READING TEXT
....................

★★1/2 out of ★★★★★
Sharks, rotting corpses/ghosts, and a survivor guilt haunt a young woman in this psychological horror.
Directed by Jose Montesinos
Part psychological thriller, part horror movie, part horror comedy, and part descent-into-madness drama, writer/director Jose Montesinos’ From the Depths is an odd but always interesting film. It definitely has an ambitious reach, and though it doesn’t always stick its various landings, it offers its share of entertainment.
Angelica Briones stars as Liz, a young woman who lost her boyfriend and sister when the trio was attacked by one or more sharks one year before the film’s beginning. The one shark that Liz definitely saw has invaded her dreams, allowing her to get no more than two hours of fitful sleep per night. Despite having a competent therapist (Liz Fenning) and a sympathetic girlfriend (Terra Strong as Roberta) with whom she has so far avoided being intimate, Liz seems to be getting worse.
Adding to her psychological issues is the fact that her deceased sister Payton (Marissa Godinez) and boyfriend Seth (Taylor Jorgensen) come back to haunt her — actually, to hassle her might be a better term. Godinez’s Payton is strongly reminiscent of Griffin Dunne’s Jack character in An American Werewolf in London, from wisecracking to bodily decay.
It’s not easy to gauge just how seriously writer/director Jose Montesinos means for From the Depths to be taken, and viewer mileage will vary accordingly. The scenes with Liz and her therapist and between Liz and Roberta are played rather straightforwardly, but sandwiched between such scenes are deliberately comical and sometimes questionably comical scenes. It’s difficult not to laugh at, or perhaps with, scenes of a CG shark swimming in the air, but Liz’s continuously declining mental state is no joke.

....................

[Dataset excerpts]
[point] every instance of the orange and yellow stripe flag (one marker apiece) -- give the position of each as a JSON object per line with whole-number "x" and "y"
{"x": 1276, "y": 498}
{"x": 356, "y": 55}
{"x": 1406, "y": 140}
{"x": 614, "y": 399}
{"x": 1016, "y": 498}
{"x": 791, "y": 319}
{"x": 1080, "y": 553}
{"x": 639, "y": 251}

....................

WHAT YOU NEED TO DO
1) Return the passage of the review of From the Depths starting with "Directed by Jose" and going on through "share of entertainment.".
2) According to the review of From the Depths, why does Liz get no more than two hours of fitful sleep per night?
3) Continue the review of From the Depths from its final sentence.

SET OF ANSWERS
1)
Directed by Jose Montesinos
Part psychological thriller, part horror movie, part horror comedy, and part descent-into-madness drama, writer/director Jose Montesinos’ From the Depths is an odd but always interesting film. It definitely has an ambitious reach, and though it doesn’t always stick its various landings, it offers its share of entertainment.

2) The one shark that Liz definitely saw during the attack has invaded her dreams. This leaves her with no more than two hours of fitful sleep per night.

3)
The cast members acquit themselves well, with Fenning doing a solid job as the main character. Her breakdown over a gardener and loud leaf blower is a highlight of her scenes. She and Strong play off of each other well. Godinez plays her character on the fine line of funny and annoying, with nice comic timing.
From the Depths is a low-budget outing, and its seams sometimes show, especially in regard to the shark — you get both CG and practical effects versions here, which is ambitious — and its aftermath. Montesinos paces the proceedings soundly and juggles the different subgenres at play nicely. The ending scene, by the way, which didn’t really work for me, is bound to be divisive. Viewers looking for a straight-up horror thriller with loads of shark attacks may be disappointed, but adventurous viewers who gravitate toward chance-taking independent fare should find From the Depths worth diving into.